◆ **GOAL OF THE EXERCISE**: Copy the data below word for word, from the line containing "A rule for this batch: each instance of the woman's torso" through the end.

[Point annotation data]
## START
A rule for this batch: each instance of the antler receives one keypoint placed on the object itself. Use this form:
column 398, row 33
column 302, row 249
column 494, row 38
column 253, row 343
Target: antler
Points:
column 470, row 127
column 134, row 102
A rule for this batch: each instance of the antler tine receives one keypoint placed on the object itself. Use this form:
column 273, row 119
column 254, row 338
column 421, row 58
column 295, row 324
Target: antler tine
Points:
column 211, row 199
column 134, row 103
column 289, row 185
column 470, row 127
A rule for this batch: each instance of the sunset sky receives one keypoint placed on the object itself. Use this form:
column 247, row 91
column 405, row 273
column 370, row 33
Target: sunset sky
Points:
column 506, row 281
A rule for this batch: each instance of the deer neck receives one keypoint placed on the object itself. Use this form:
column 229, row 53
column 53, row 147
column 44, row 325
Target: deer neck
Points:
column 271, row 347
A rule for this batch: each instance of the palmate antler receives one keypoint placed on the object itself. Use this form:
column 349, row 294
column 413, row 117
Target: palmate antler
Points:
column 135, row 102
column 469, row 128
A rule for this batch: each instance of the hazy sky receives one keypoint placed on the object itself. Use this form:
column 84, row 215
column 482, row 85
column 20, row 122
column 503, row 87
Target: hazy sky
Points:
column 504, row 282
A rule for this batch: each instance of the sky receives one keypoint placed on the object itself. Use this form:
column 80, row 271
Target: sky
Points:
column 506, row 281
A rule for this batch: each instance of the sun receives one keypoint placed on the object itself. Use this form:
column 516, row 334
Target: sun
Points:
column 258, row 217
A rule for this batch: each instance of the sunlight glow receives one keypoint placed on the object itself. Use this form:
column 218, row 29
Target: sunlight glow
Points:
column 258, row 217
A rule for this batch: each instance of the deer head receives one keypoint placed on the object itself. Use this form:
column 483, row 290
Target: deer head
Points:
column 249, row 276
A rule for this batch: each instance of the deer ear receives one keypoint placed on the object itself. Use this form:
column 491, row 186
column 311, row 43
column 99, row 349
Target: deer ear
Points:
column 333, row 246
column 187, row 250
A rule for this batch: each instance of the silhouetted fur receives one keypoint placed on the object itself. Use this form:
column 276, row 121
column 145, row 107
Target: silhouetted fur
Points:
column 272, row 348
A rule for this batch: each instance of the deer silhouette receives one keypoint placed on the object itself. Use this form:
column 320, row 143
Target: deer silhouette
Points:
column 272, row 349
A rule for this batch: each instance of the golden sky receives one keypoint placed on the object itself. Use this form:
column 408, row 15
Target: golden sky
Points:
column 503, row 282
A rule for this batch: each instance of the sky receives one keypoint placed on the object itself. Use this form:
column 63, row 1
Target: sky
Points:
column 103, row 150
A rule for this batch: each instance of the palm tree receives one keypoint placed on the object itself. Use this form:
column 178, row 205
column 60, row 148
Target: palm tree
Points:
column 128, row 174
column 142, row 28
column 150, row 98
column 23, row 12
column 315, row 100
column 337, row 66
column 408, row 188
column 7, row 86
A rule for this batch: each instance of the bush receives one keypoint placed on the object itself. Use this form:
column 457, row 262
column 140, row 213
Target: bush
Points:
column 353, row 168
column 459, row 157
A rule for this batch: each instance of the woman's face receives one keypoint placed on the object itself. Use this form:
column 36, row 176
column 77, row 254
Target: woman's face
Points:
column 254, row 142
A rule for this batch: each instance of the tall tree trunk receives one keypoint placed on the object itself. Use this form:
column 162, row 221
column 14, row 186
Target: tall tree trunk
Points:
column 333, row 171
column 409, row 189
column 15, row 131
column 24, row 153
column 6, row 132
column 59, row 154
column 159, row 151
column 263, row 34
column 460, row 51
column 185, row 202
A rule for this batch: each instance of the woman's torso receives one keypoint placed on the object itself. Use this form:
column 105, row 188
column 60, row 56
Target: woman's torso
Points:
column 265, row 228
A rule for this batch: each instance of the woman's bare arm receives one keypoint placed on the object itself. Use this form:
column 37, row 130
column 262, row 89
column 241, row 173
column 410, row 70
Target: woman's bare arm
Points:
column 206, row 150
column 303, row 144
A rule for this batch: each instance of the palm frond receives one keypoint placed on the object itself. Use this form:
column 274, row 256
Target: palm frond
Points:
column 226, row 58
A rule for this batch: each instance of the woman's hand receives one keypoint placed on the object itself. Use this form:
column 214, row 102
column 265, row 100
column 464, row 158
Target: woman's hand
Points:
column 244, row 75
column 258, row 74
## END
◆ **CORRECT RESULT**:
A rule for this batch: each instance of the woman's torso receives one keypoint placed on the object itself. Use this form:
column 105, row 188
column 60, row 56
Target: woman's torso
Points:
column 265, row 228
A rule for this batch: each instance of the woman's bare arm receives one keypoint placed on the object itself. Use this form:
column 37, row 130
column 262, row 89
column 241, row 173
column 410, row 70
Target: woman's bare arm
Points:
column 206, row 150
column 303, row 144
A rule for this batch: each instance of the palm frond receives one keypoint placed on the object itself. Use this form:
column 274, row 256
Target: palm frond
Points:
column 226, row 58
A rule for this batch: each instance of the woman's hand receives one keypoint placed on the object itself. Use this form:
column 214, row 102
column 265, row 100
column 464, row 158
Target: woman's hand
Points:
column 244, row 75
column 258, row 74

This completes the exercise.